= Brano scelto =
------------

Interrogazione a risposta scritta:


   ASCARI, SCERRA, FEDE, MORFINO, PAVANELLI, AMATO, CHERCHI e ONORI. — Al Presidente del Consiglio dei ministri, al Ministro della giustizia, al Ministro per la famiglia, la natalità e le pari opportunità, al Ministro dell'istruzione e del merito. — Per sapere – premesso che:

   l'8 marzo, in ogni parte del mondo, ricorre quella che comunemente viene chiamata la Festa della donna, ma che più propriamente viene celebrata come Giornata internazionale dei diritti della donna;

   questa particolare giornata assume una propria valenza nel valorizzare le numerose, ancora insufficienti, conquiste sociali, economiche e politiche che le donne hanno raggiunto faticosamente nel corso della storia;

   l'articolo 1 della Dichiarazione sull'eliminazione della violenza contro le donne, approvata dall'ONU il 20 dicembre 1993, considera il fenomeno della violenza contro le donne come una violazione dei diritti umani e una forma di discriminazione;

   si tratta di un fenomeno diffuso che assume molteplici forme più o meno gravi: dalla violenza fisica a quella sessuale, dalla violenza psicologica a quella economica, dagli atti persecutori come lo stalking fino alla eliminazione stessa della donna;

   l'Italia ha ratificato la Convenzione di Istanbul sulla prevenzione e sulla lotta contro la violenza nei confronti delle donne e la violenza domestica;

   il provvedimento che più ha inciso nel contrasto alla violenza di genere è la legge n. 69 del 2019 (cosiddetto codice rosso), che ha rafforzato le tutele processuali delle vittime di reati violenti e ha introdotto alcuni nuovi reati nel codice penale;

   tuttavia, secondo i dati Istat, in Italia nel 2021 è cresciuto di più del 2 per cento il numero di donne che si sono rivolte al numero verde 1522 perché vittime di violenza; l'anno precedente si era chiuso però con una riduzione della risposta dei servizi. Infatti, nel 2020 risultavano attivi 263 centri anti-violenza (281 nel 2019) e 242 case rifugio (257 nel 2019); per questo, nel 2020, il tasso medio di copertura nazionale è sceso a 1,87 servizi in totale ogni 100 mila donne di età superiore ai 14 anni (era 1,98 nel 2019) ( www.lavoce.info.it del 3 marzo 2023);

   nel 2020, sono state uccise 116 donne, 5 in più rispetto al 2019. L'83,6 per cento di loro sono state assassinate in ambito domestico: 60 donne (51,7 per cento) per mano del loro partner, 30 (25,9 per cento) da un altro parente e 7 (6 per cento) dall'ex partner;

   l'ultima legge di bilancio (legge n. 197 del 2022) ha previsto un incremento di 15 milioni di euro annui a decorrere dall'anno 2023 delle risorse del Fondo per le politiche relative ai diritti e alle pari opportunità, finalizzato al potenziamento delle azioni previste dal Piano strategico nazionale contro la violenza nei confronti delle donne e la violenza domestica;

   i fatti pressoché quotidiani di cronaca confermano che, nonostante i più recenti interventi normativi in materia, quella di una maggiore tutela dei diritti e dei bisogni dei minori e delle donne vittime di violenza, è una evidenza non trascurabile;

   decisivi sono, a parere dell'interrogante, gli interventi finalizzati non solo alla repressione della violenza di genere ma anche le misure volte al reinserimento sociale delle vittime e al rafforzamento della cultura del rispetto della donna e delle differenze –:

   quali iniziative di competenza intenda adottare il Governo al fine di incrementare le risorse destinate al Fondo per le politiche relative ai diritti e alle pari opportunità, al Fondo per le vittime di reati intenzionali violenti, al Fondo antitratta e, in generale, a tutte le politiche per la promozione della parità di genere e per la prevenzione ed il contrasto di ogni forma di violenza contro le donne;

   se e quali iniziative intenda intraprendere per rafforzare nelle istituzioni scolastiche una cultura del rispetto della donna e delle differenze di genere e che contrasti gli stereotipi di genere.

------------

= Compiti da svolgere =
1. Elenca tutte le cariche di governo a cui si rivolgono i firmatari del brano.
2. Cita testualmente la parte del brano che comincia con le parole "decisivi sono, a" e termina dopo le parole "stereotipi di genere.".

------------

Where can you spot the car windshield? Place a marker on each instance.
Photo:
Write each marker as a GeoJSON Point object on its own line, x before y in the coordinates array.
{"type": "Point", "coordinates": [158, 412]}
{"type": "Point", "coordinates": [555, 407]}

------------

= Risposte =
1.
- Presidente del Consiglio dei ministri
- Ministro della giustizia
- Ministro per la famiglia, la natalità e le pari opportunità
- Ministro dell'istruzione e del merito

2.
decisivi sono, a parere dell'interrogante, gli interventi finalizzati non solo alla repressione della violenza di genere ma anche le misure volte al reinserimento sociale delle vittime e al rafforzamento della cultura del rispetto della donna e delle differenze –:

   quali iniziative di competenza intenda adottare il Governo al fine di incrementare le risorse destinate al Fondo per le politiche relative ai diritti e alle pari opportunità, al Fondo per le vittime di reati intenzionali violenti, al Fondo antitratta e, in generale, a tutte le politiche per la promozione della parità di genere e per la prevenzione ed il contrasto di ogni forma di violenza contro le donne;

   se e quali iniziative intenda intraprendere per rafforzare nelle istituzioni scolastiche una cultura del rispetto della donna e delle differenze di genere e che contrasti gli stereotipi di genere.